Work order — From the entries that follow, report every line in which "beige" occurs.

Information supplied —
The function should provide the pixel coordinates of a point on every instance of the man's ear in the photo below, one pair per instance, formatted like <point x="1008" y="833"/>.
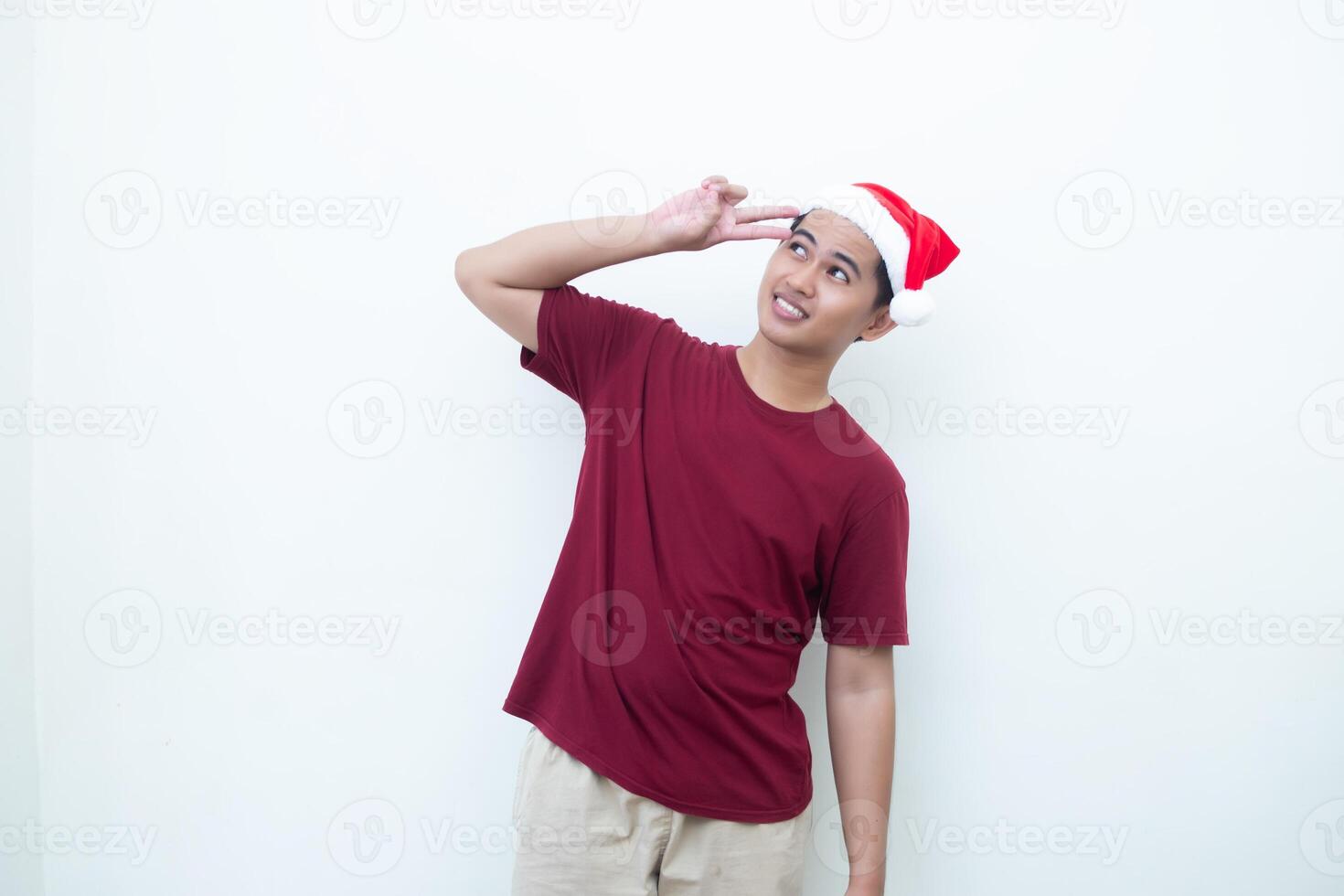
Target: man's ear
<point x="880" y="325"/>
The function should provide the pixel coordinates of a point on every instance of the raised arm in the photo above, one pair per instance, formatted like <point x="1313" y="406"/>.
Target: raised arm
<point x="506" y="278"/>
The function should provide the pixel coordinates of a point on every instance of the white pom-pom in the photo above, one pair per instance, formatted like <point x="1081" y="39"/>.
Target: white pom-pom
<point x="912" y="306"/>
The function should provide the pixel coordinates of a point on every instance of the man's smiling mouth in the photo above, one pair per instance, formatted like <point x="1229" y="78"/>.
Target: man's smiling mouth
<point x="788" y="308"/>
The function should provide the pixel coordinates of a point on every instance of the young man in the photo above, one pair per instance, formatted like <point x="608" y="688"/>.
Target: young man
<point x="725" y="503"/>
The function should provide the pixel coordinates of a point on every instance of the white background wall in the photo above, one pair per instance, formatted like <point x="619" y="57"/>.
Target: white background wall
<point x="1044" y="689"/>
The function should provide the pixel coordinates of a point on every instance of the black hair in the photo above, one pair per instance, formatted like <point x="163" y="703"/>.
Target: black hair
<point x="884" y="291"/>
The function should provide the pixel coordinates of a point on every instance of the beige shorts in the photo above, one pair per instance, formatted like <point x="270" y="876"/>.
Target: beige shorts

Answer to this task —
The function should provide the pixel coordinates of a point on every instance of the beige shorts in the photo above, one pair per instance, formatted like <point x="270" y="876"/>.
Target: beige shorts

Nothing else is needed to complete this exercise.